Exercise requirements » The records below must be output exactly, without pictures.

[Labeled-object pointing entries]
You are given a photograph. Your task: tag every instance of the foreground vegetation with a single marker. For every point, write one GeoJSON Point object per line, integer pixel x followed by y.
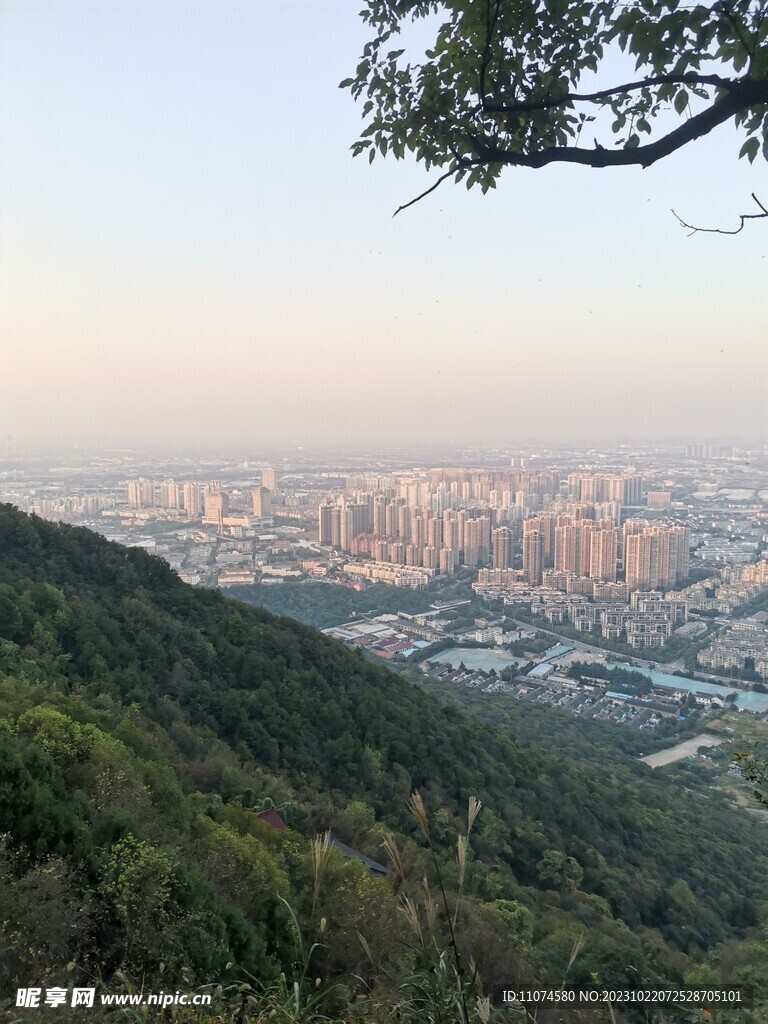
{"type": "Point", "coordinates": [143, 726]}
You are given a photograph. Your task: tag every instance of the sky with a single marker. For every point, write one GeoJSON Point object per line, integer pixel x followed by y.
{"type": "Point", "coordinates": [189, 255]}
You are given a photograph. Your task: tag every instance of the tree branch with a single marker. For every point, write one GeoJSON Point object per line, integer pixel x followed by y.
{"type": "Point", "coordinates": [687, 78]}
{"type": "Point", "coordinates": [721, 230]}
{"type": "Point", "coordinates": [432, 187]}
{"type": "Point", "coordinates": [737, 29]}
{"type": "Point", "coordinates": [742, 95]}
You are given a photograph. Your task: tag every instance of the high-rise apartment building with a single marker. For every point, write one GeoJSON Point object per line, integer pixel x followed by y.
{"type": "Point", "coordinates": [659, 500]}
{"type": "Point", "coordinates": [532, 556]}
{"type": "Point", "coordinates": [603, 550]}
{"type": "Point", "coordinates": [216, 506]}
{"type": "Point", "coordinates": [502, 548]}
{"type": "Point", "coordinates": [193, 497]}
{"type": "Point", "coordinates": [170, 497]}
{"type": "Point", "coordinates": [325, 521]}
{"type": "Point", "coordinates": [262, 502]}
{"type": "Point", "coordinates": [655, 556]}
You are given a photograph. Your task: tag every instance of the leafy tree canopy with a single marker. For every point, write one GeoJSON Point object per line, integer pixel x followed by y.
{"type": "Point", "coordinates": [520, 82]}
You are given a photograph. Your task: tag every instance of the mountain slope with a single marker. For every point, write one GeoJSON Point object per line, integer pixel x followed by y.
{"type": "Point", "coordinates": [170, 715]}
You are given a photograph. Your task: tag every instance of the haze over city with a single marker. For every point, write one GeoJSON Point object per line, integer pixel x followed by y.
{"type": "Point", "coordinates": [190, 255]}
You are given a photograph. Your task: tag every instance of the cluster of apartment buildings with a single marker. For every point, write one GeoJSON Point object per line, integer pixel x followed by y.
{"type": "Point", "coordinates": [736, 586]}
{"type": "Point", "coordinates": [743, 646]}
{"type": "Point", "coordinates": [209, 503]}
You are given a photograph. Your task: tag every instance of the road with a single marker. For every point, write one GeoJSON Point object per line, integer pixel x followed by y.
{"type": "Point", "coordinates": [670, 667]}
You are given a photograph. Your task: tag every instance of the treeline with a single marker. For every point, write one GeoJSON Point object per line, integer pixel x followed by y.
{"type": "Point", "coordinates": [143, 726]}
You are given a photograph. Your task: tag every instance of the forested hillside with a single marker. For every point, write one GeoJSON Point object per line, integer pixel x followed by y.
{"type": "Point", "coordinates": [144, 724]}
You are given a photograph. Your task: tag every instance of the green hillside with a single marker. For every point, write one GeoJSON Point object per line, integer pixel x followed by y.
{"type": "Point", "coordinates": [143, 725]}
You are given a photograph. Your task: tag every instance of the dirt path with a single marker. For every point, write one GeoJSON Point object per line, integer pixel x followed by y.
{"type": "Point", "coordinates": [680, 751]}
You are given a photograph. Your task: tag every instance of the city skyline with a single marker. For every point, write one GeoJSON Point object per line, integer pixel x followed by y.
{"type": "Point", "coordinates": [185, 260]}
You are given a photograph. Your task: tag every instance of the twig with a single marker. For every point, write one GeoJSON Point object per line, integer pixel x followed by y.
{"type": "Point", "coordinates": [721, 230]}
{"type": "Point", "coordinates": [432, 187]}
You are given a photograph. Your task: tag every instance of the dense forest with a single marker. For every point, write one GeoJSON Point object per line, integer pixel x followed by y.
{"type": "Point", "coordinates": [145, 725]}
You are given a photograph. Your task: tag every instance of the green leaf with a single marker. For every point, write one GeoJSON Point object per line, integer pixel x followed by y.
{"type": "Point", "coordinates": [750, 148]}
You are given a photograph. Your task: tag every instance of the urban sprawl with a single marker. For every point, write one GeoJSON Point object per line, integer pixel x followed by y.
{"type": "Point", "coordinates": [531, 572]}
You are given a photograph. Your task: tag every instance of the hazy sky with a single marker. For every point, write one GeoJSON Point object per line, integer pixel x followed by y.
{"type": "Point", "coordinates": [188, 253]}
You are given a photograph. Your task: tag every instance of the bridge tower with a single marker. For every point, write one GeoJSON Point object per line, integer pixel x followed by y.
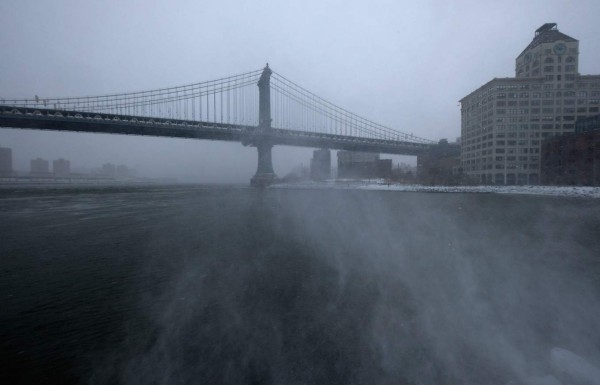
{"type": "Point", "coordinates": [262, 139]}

Finished task »
You are given a photograph. Your task: tag every instance of the foreground vegetation with a single marker. For every point, write one GeoJSON Point object per line, integer pixel x followed by y.
{"type": "Point", "coordinates": [143, 726]}
You are given a photograph. Your task: tag every instance of the sky with a single marker. For every point, write one GeoJSON Point object per line, integer pixel x followed by y.
{"type": "Point", "coordinates": [189, 255]}
You are given a photograph. Your task: tag every instance of the tree branch with a single marker. For every point, write one GeoJSON Point object per line, integer pixel x followed by y.
{"type": "Point", "coordinates": [687, 78]}
{"type": "Point", "coordinates": [721, 230]}
{"type": "Point", "coordinates": [432, 187]}
{"type": "Point", "coordinates": [737, 29]}
{"type": "Point", "coordinates": [742, 95]}
You are given a photograph. Your task: tag every instance of the high-rise apartment building with a single marker. For every point, write one GeoJSON Point object per line, integer pixel x followed by y.
{"type": "Point", "coordinates": [659, 500]}
{"type": "Point", "coordinates": [532, 556]}
{"type": "Point", "coordinates": [603, 550]}
{"type": "Point", "coordinates": [216, 506]}
{"type": "Point", "coordinates": [502, 548]}
{"type": "Point", "coordinates": [193, 497]}
{"type": "Point", "coordinates": [170, 497]}
{"type": "Point", "coordinates": [325, 521]}
{"type": "Point", "coordinates": [262, 502]}
{"type": "Point", "coordinates": [655, 556]}
You are given a photograph. Your task: tag every instance of the leafy tree canopy with a single marker. For every point, write one GeoJSON Point object per line, integer pixel x followed by y.
{"type": "Point", "coordinates": [520, 82]}
You are given a photograph. Your task: tag every instance of the mountain slope with a single marker. For every point, write one GeoJSON Point object per line, integer pixel x followed by y.
{"type": "Point", "coordinates": [170, 715]}
You are given a photograph. Your task: tag every instance of the haze over city with a single marker. For every point, write one GeoJSON Point object per line, integer pixel x followed by y.
{"type": "Point", "coordinates": [190, 255]}
You are given a photograph. Your task: tag every instance of the cluster of apartment buildings with a single marker. For every point, write one GeoJSON Point object per line, integer pixel x followed by y.
{"type": "Point", "coordinates": [736, 586]}
{"type": "Point", "coordinates": [743, 646]}
{"type": "Point", "coordinates": [209, 503]}
You are given a photograph. Your task: tag every instance of the road with a single marker. For every point, write one GeoJSON Point object per line, integer pixel x followed by y.
{"type": "Point", "coordinates": [670, 667]}
You are given a photograph. Your task: tag every instance of the treeline with a single marker. For every point, write one GeoJSON Point object per line, integer pixel x followed by y.
{"type": "Point", "coordinates": [143, 726]}
You are given a photograph. Your task: tag every instance of the forested hillside with a single marker. For every point, write one GeoJSON Point object per line, integer pixel x followed by y.
{"type": "Point", "coordinates": [144, 724]}
You are given a photograph. Your task: tag every instance of the green hillside with a single marker. For every point, write one GeoJSON Point object per line, integer pixel x followed by y.
{"type": "Point", "coordinates": [143, 725]}
You are given a photograph. Your task: tag every instance of the dirt path with a single marker. For every point, write one GeoJSON Point object per line, integer pixel x followed by y.
{"type": "Point", "coordinates": [680, 751]}
You are given a photograph. Your task: tag every instance of the city skyline with a single marker. For every point, write one GeoJSON Point object per line, integer pixel x followed by y.
{"type": "Point", "coordinates": [185, 260]}
You are given a photograph. Your task: tag every instance of the twig with a single marker. For every point, write one GeoJSON Point object per line, integer pixel x followed by y.
{"type": "Point", "coordinates": [721, 230]}
{"type": "Point", "coordinates": [432, 187]}
You are given a photograph. Your task: tag every instance of the dense forest with a single marker. For every point, write one GeoJSON Point object per line, integer pixel x followed by y.
{"type": "Point", "coordinates": [145, 725]}
You are given a photograph. Your task: tag every instance of the green leaf with a single marker. For every point, write one GeoJSON Point object per line, integer pixel x followed by y.
{"type": "Point", "coordinates": [750, 148]}
You are given a photograph. Your task: tag every instance of the urban sprawl with a single marker. For every point, write one GeoJSON Point object per line, integer pixel x followed by y.
{"type": "Point", "coordinates": [531, 572]}
You are given a photograph. Your task: tag every instance of the hazy sky with a single marker. For every point, write one GeoJSON Point object per line, integer pixel x followed by y.
{"type": "Point", "coordinates": [188, 253]}
You are given a photograph. Your task: tag every instance of the bridge tower with a single marker. For every point, write one GeoJSON Point object per line, integer pixel x followed by y.
{"type": "Point", "coordinates": [262, 139]}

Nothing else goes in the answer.